● **Work instructions**:
1. Name every reinforcement learning algorithm mentioned in the post on SARSA below.
2. Answer each item from the post on SARSA below, one line apiece:
(a) In which chapter of the Sutton and Barto textbook is R-learning described?
(b) Under what condition is rho updated on an iteration?
(c) What are alpha and beta?
3. Carry the post on SARSA below forward from its final sentence.

● **Source text**:
□ □ □ □ □
My question is about using the SARSA algorithm in reinforcement learning for an undiscounted, continuing (non-episodic) problem (can it be used for such a problem?)
I have been studying the textbook by Sutton and Barto, and they show how to modify the Q-learning algorithm so that it can be used for undiscounted problems. They refer to the new algorithm (for undiscounted problems) as R-learning, in Chapter 6.7. Basically, in R-learning, the update rule for Q(s,a) on each iteration is:
Q(s,a) = Q(s,a) + alpha * [r - rho + max_a{Q(s',a)} - Q(s,a)]
Here, rho is updated on each iteration only if a greedy action is chosen at state s. The update rule for rho is:
rho = rho + beta * [r - rho + max_a{Q(s',a)} - max_a{Q(s,a)}]
(Here, alpha and beta are learning parameters.) Now, my question is to do with SARSA, rather than Q-learning. I want to modify the SARSA algorithm so that it is suitable for average reward (undiscounted) problems, in the same way that the Q-learning was modified to be used for average reward problems (I don't know if this is possible?). However, in the literature I cannot find an explanation of exactly how SARSA should be modified for an average reward problem.
□ □ □ □ □
● **Data lines**:
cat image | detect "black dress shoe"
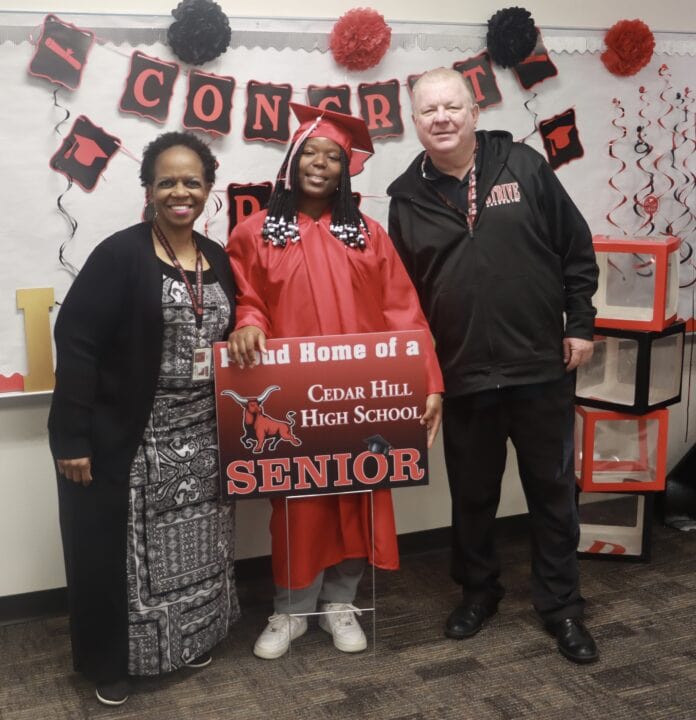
[96,679,130,706]
[546,618,599,664]
[445,602,498,640]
□ □ □ □ □
● **Answers**:
1. SARSA, Q-learning, R-learning

2.
(a) Chapter 6.7
(b) Only if a greedy action is chosen at state s
(c) Learning parameters

3.
Here is my guess for how SARSA should be used in an undiscounted problem. I would guess that the update rule should be:
Q(s,a) = Q(s,a) + alpha * [r - rho + Q(s',a') - Q(s,a)],
where a' is the action actually chosen at state s. This seems fairly obvious. But how should rho be updated? My guess is that since SARSA is an on-policy algorithm, rho should always be updated on each iteration - regardless of whether or not a greedy action is chosen at s - and the update rule should simply be:
rho = rho + beta * [r - rho + Q(s',a') - Q(s,a)].
Could somebody tell me if this is correct? Or should rho still be updated based on the optimal actions at the states s and s'?
First of all, the problem is that an undiscounted non-episodic task is an ill conditioned problem, because the expected reward is divergent (unless rewards have some property which makes them diminishing in the future).
EDIT: I'm sorry, I've look-up the referenced chapter in the book, and noticed that indeed the R-learning IS a method to tackle undiscounted non-episodic tasks.
AD REM: I think that the idea behind updating rho in such manner is to estimate the average reward of the current policy. Therefore I'm guessing that even though SARSA is an on-policy method, you should update rho only if greedy action has been chosen. And that's because if you want to accurately estimate the average reward of the current policy, you should take into account only events that would occur when you would be following this policy. Events that occur as a result of exploration steps do not represent an accurate sample of "what's this policy is worth". That's of course only an intuitive argument - I don't have any experience with R-learning nor did I analysed this issue formally.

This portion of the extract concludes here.